How to complete this task:
Transcribe each entry shown below with no difference from the original.
(Data provided)
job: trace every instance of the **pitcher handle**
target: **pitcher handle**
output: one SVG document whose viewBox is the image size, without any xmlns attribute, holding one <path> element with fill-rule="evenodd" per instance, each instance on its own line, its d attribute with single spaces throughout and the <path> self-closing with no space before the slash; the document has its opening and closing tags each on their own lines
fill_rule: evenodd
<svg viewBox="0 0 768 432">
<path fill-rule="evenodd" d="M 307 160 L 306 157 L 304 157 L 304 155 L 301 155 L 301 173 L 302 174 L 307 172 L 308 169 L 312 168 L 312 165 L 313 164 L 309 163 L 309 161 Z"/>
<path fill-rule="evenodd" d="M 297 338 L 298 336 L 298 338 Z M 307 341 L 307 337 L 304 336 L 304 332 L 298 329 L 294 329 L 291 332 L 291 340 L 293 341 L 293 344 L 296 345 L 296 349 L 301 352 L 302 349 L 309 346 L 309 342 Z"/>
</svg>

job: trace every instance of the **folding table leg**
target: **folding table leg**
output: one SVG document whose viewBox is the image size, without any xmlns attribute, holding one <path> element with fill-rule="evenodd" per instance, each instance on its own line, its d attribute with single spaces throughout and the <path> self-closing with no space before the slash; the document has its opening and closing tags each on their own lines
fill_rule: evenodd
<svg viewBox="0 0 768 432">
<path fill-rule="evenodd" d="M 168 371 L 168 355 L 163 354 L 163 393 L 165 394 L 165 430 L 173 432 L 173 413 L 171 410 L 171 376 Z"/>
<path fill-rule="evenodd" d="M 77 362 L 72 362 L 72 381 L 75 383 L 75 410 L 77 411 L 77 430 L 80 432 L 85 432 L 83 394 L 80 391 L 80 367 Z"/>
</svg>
(End Data provided)
Solution for this task:
job: trace every instance of the **pitcher handle**
target: **pitcher handle**
output: one SVG document whose viewBox is the image size, without any xmlns attribute, holding one <path> element with fill-rule="evenodd" per instance, each instance on its own line, its d attribute with single spaces throughout and the <path> self-closing with no space before the slash; the document has its opening and closing tags each on their own lines
fill_rule: evenodd
<svg viewBox="0 0 768 432">
<path fill-rule="evenodd" d="M 307 160 L 306 157 L 304 157 L 304 155 L 301 155 L 301 173 L 302 174 L 307 172 L 308 169 L 312 168 L 312 165 L 313 164 L 309 163 L 309 161 Z"/>
<path fill-rule="evenodd" d="M 297 338 L 298 336 L 298 338 Z M 307 341 L 307 337 L 304 336 L 304 332 L 298 329 L 294 329 L 291 332 L 291 340 L 293 341 L 293 344 L 296 345 L 296 349 L 301 352 L 302 349 L 309 346 L 309 342 Z"/>
</svg>

job: trace every instance of the **folding table leg**
target: **folding table leg**
output: one SVG document whose viewBox is the image size, without any xmlns attribute, holding one <path> element with fill-rule="evenodd" per instance, each instance on its own line, its d attribute with single spaces throughout and the <path> self-closing with no space before the slash; the document has its opening and closing tags each on their own lines
fill_rule: evenodd
<svg viewBox="0 0 768 432">
<path fill-rule="evenodd" d="M 168 371 L 168 355 L 163 354 L 163 393 L 165 394 L 165 430 L 173 432 L 173 413 L 171 410 L 171 376 Z"/>
<path fill-rule="evenodd" d="M 77 362 L 72 362 L 72 381 L 75 383 L 75 410 L 77 411 L 77 430 L 80 432 L 85 432 L 83 394 L 80 391 L 80 367 Z"/>
</svg>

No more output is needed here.